Work request | Using the entries below, return word for word the lines from the one containing "Verify that every instance of the boulder" up to and including the last.

Dataset excerpts |
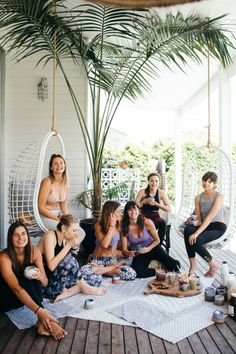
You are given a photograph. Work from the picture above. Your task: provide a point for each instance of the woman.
(107, 232)
(64, 277)
(15, 289)
(151, 199)
(52, 200)
(209, 226)
(140, 233)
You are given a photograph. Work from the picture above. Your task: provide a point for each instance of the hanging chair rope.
(31, 167)
(208, 99)
(199, 161)
(53, 128)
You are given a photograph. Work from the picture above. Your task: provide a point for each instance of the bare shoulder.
(46, 182)
(4, 258)
(141, 192)
(148, 222)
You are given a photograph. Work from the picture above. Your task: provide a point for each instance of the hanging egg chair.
(30, 167)
(201, 160)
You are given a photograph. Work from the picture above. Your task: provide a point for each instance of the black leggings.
(9, 301)
(211, 233)
(140, 262)
(159, 223)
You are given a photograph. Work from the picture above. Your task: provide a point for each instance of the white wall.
(27, 118)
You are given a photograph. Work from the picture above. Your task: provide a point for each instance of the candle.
(210, 294)
(222, 290)
(115, 279)
(219, 300)
(218, 317)
(161, 276)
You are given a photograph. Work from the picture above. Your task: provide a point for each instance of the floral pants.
(67, 274)
(126, 272)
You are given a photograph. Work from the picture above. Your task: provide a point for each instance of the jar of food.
(224, 273)
(230, 280)
(232, 306)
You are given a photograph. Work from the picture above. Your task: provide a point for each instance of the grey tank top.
(206, 205)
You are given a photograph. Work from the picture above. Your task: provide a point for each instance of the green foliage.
(140, 157)
(119, 50)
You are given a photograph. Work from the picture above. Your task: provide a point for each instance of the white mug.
(30, 271)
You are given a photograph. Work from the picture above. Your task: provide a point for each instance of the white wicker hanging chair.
(30, 168)
(201, 160)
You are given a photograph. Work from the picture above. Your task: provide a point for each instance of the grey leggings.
(211, 233)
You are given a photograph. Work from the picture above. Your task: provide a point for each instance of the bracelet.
(37, 309)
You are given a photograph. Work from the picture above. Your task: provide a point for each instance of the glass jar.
(224, 273)
(232, 306)
(230, 280)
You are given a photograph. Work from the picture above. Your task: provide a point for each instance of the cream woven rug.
(170, 318)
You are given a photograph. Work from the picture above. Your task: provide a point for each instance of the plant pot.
(89, 242)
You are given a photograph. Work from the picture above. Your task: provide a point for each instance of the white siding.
(27, 118)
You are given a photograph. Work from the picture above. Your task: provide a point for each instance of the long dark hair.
(65, 178)
(125, 220)
(108, 208)
(147, 189)
(67, 221)
(11, 251)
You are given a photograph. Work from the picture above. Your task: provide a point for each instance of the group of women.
(139, 232)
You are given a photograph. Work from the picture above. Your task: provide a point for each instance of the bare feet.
(66, 293)
(57, 332)
(193, 266)
(87, 289)
(41, 329)
(212, 271)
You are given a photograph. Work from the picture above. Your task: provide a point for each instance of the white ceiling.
(173, 88)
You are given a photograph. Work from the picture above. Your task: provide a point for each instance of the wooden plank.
(171, 348)
(91, 344)
(228, 335)
(14, 342)
(117, 339)
(157, 344)
(144, 345)
(80, 336)
(27, 341)
(104, 342)
(6, 335)
(52, 345)
(38, 345)
(66, 344)
(219, 340)
(184, 346)
(130, 341)
(208, 343)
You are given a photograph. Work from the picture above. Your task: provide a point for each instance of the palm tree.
(119, 50)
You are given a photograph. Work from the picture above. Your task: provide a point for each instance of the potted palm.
(119, 49)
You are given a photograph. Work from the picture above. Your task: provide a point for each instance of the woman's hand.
(130, 254)
(72, 243)
(45, 317)
(113, 219)
(192, 239)
(142, 250)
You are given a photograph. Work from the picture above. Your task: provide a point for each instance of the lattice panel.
(115, 176)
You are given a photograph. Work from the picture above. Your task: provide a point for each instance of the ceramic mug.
(30, 271)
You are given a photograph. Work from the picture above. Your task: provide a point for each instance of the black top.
(57, 250)
(151, 207)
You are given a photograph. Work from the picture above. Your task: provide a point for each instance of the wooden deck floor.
(90, 337)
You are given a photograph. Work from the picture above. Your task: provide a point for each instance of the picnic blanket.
(170, 318)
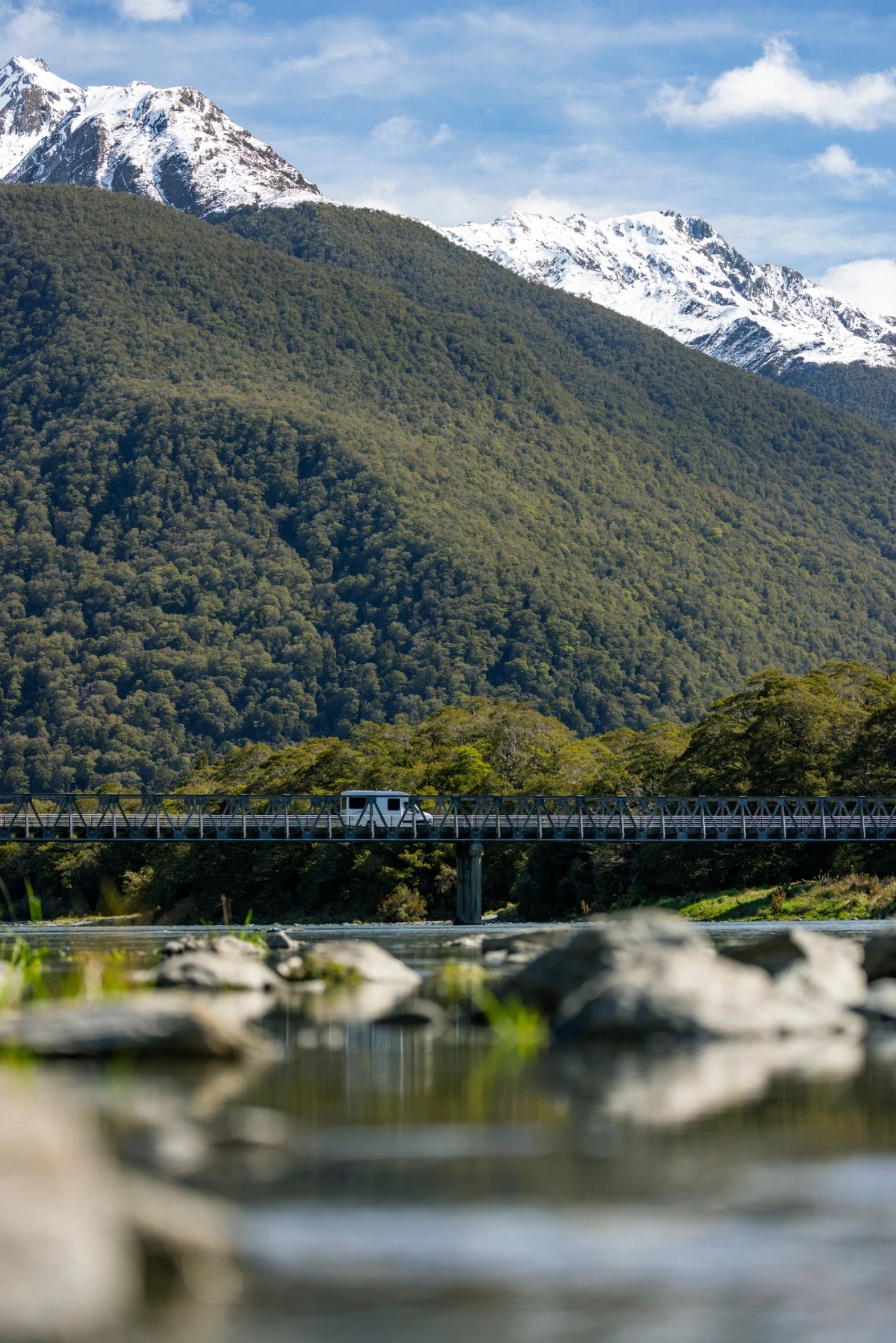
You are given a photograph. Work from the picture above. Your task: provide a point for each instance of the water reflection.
(395, 1183)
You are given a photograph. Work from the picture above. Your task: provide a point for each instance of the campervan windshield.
(381, 808)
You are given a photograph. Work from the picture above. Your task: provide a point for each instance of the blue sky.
(778, 124)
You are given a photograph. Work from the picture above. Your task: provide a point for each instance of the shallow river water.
(405, 1186)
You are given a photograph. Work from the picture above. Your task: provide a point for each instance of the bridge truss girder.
(192, 818)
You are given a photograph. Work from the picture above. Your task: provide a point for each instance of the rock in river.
(69, 1264)
(648, 973)
(213, 970)
(602, 945)
(144, 1024)
(880, 956)
(360, 961)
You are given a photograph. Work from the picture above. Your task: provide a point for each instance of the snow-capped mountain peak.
(679, 274)
(33, 102)
(170, 144)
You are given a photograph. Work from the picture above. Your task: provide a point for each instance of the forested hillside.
(855, 387)
(829, 731)
(254, 497)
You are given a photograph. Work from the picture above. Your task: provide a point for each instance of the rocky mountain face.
(680, 275)
(170, 144)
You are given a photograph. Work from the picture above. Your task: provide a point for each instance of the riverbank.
(855, 896)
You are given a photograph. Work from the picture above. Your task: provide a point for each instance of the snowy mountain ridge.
(170, 144)
(679, 274)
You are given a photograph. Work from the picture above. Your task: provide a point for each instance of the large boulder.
(676, 1086)
(880, 956)
(605, 943)
(352, 961)
(69, 1264)
(880, 1001)
(682, 992)
(808, 962)
(646, 973)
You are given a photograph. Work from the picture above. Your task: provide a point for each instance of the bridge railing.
(39, 818)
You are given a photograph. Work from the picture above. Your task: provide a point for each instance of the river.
(407, 1186)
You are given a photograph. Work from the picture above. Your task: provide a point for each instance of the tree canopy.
(336, 470)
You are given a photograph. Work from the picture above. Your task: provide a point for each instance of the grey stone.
(519, 949)
(682, 992)
(676, 1086)
(416, 1011)
(280, 940)
(362, 959)
(351, 1006)
(880, 1001)
(11, 985)
(880, 956)
(230, 946)
(177, 946)
(69, 1263)
(144, 1024)
(808, 963)
(601, 946)
(214, 971)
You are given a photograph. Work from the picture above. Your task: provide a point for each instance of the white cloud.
(351, 58)
(398, 133)
(840, 164)
(870, 285)
(152, 11)
(777, 86)
(401, 134)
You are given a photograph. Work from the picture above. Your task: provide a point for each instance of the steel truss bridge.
(164, 818)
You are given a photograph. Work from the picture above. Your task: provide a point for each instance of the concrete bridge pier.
(469, 883)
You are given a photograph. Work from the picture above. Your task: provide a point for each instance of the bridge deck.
(180, 818)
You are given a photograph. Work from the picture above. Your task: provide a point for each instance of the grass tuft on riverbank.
(854, 896)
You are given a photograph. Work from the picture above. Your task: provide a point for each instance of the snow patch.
(680, 275)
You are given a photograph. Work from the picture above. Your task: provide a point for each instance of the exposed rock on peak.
(170, 144)
(679, 274)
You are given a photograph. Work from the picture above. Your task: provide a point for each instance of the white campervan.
(387, 809)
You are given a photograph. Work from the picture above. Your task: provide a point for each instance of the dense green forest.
(416, 261)
(830, 729)
(263, 488)
(855, 387)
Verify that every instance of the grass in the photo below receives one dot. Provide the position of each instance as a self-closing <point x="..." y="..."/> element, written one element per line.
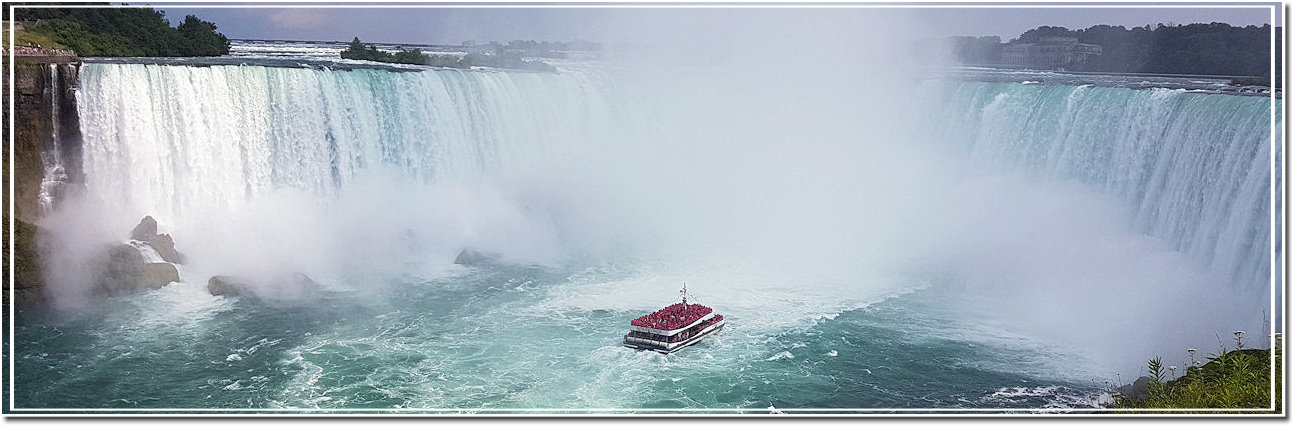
<point x="1236" y="380"/>
<point x="29" y="38"/>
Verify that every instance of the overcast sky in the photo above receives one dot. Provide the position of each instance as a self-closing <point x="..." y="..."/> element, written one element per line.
<point x="427" y="25"/>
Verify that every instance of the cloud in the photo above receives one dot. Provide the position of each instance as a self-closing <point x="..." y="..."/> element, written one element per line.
<point x="299" y="18"/>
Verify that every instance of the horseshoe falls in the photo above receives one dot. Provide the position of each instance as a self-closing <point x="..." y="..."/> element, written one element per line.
<point x="877" y="244"/>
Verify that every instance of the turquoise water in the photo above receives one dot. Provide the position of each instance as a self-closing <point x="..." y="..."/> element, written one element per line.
<point x="488" y="338"/>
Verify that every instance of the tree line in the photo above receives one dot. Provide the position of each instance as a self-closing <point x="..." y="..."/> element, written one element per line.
<point x="123" y="31"/>
<point x="1197" y="48"/>
<point x="498" y="58"/>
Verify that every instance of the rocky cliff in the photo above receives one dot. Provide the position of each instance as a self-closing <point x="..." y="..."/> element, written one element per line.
<point x="45" y="159"/>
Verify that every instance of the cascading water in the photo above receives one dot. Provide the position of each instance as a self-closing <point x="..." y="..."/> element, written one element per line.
<point x="1195" y="168"/>
<point x="54" y="178"/>
<point x="176" y="140"/>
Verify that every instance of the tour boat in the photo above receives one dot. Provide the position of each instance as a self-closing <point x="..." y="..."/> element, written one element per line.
<point x="673" y="326"/>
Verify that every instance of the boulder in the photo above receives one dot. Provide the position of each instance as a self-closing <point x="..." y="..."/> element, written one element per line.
<point x="471" y="257"/>
<point x="158" y="275"/>
<point x="124" y="271"/>
<point x="164" y="247"/>
<point x="227" y="285"/>
<point x="146" y="229"/>
<point x="148" y="233"/>
<point x="289" y="286"/>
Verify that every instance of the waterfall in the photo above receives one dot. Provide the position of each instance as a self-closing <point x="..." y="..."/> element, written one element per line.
<point x="54" y="162"/>
<point x="1196" y="168"/>
<point x="175" y="140"/>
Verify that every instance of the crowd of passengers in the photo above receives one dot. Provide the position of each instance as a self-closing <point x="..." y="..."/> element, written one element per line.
<point x="673" y="316"/>
<point x="678" y="337"/>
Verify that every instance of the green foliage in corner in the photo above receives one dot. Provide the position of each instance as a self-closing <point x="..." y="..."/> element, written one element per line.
<point x="124" y="31"/>
<point x="1229" y="380"/>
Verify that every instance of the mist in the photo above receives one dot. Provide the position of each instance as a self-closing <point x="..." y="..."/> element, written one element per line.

Problem solution |
Verify that every instance of the boulder in the photo above receives one dot. Provide the position of each instance as a self-closing <point x="..." y="..."/> element, written one element per line.
<point x="471" y="257"/>
<point x="158" y="275"/>
<point x="124" y="271"/>
<point x="164" y="247"/>
<point x="227" y="285"/>
<point x="146" y="229"/>
<point x="148" y="233"/>
<point x="289" y="286"/>
Verify that every instance of the waterfall in the photo above receives one dot. Provide the position of each instance as a self-closing <point x="..." y="..."/> element, written one element per line.
<point x="54" y="162"/>
<point x="1196" y="168"/>
<point x="175" y="140"/>
Verify that every instance of the crowd of passengers in the photo above receives one dot. Provide the position of each instance as a self-closing <point x="..." y="..."/> element, written one element per line.
<point x="673" y="316"/>
<point x="678" y="337"/>
Verify that every instance of the green foliage in corner in the photo above receives one dot. Provide the position of each instance as a self-closing <point x="..." y="..."/> element, written one element per line.
<point x="124" y="31"/>
<point x="1229" y="380"/>
Verify that every instance of the mist in the photo above receives one dot. Provide the position of each instance as a self-closing <point x="..." y="..."/> element, written one element per line.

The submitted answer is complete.